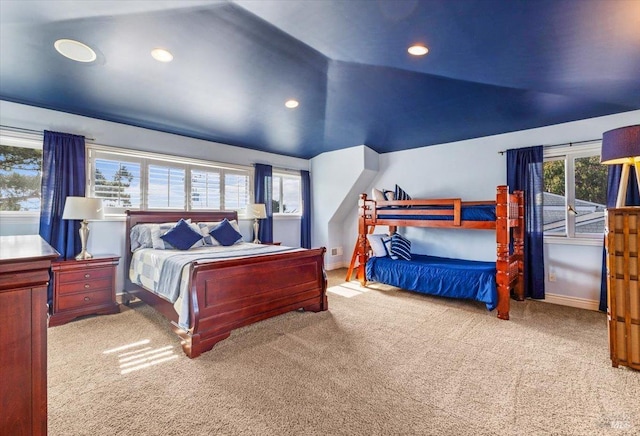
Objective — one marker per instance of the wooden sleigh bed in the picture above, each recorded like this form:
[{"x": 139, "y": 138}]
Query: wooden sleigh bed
[
  {"x": 507, "y": 221},
  {"x": 230, "y": 293}
]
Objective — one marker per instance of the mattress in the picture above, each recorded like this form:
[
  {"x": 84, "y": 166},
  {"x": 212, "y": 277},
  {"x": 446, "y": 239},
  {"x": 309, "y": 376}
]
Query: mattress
[
  {"x": 445, "y": 277},
  {"x": 166, "y": 273},
  {"x": 481, "y": 212}
]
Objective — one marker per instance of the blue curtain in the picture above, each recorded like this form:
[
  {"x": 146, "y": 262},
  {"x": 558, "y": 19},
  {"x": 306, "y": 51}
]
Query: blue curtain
[
  {"x": 63, "y": 175},
  {"x": 524, "y": 172},
  {"x": 305, "y": 222},
  {"x": 632, "y": 199},
  {"x": 263, "y": 193}
]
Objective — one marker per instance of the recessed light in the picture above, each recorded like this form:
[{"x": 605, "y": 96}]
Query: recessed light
[
  {"x": 418, "y": 50},
  {"x": 75, "y": 50},
  {"x": 161, "y": 55}
]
--------------------------------
* Given problem
Reproduce all of the rows above with their requests, shifting every x and y coordinate in the answers up by 71 and leaving the requests and their sample formats unchanged. Omit the pictures from your reply.

* Task result
Objective — one marker per instance of the wooden sleigh bed in the picture above, each recorded like this form:
[{"x": 139, "y": 138}]
Query: wooden sleigh bed
[
  {"x": 578, "y": 292},
  {"x": 301, "y": 364}
]
Objective — one marker per instance of the mattress in the picture above, each recorded like this form:
[
  {"x": 84, "y": 166},
  {"x": 212, "y": 277},
  {"x": 446, "y": 239},
  {"x": 309, "y": 376}
]
Query: mattress
[
  {"x": 516, "y": 348},
  {"x": 237, "y": 344},
  {"x": 552, "y": 283}
]
Objective — one marker per instance of the blue curtain in the picture above, each recorded like this form:
[
  {"x": 146, "y": 262},
  {"x": 558, "y": 19},
  {"x": 306, "y": 51}
]
Query: blue curtain
[
  {"x": 134, "y": 246},
  {"x": 595, "y": 243},
  {"x": 376, "y": 293},
  {"x": 703, "y": 270},
  {"x": 334, "y": 264}
]
Objective — one marker per instance of the recessed light in the picture above, each recorded like this form:
[{"x": 605, "y": 96}]
Query: recessed light
[
  {"x": 489, "y": 121},
  {"x": 146, "y": 121},
  {"x": 232, "y": 126}
]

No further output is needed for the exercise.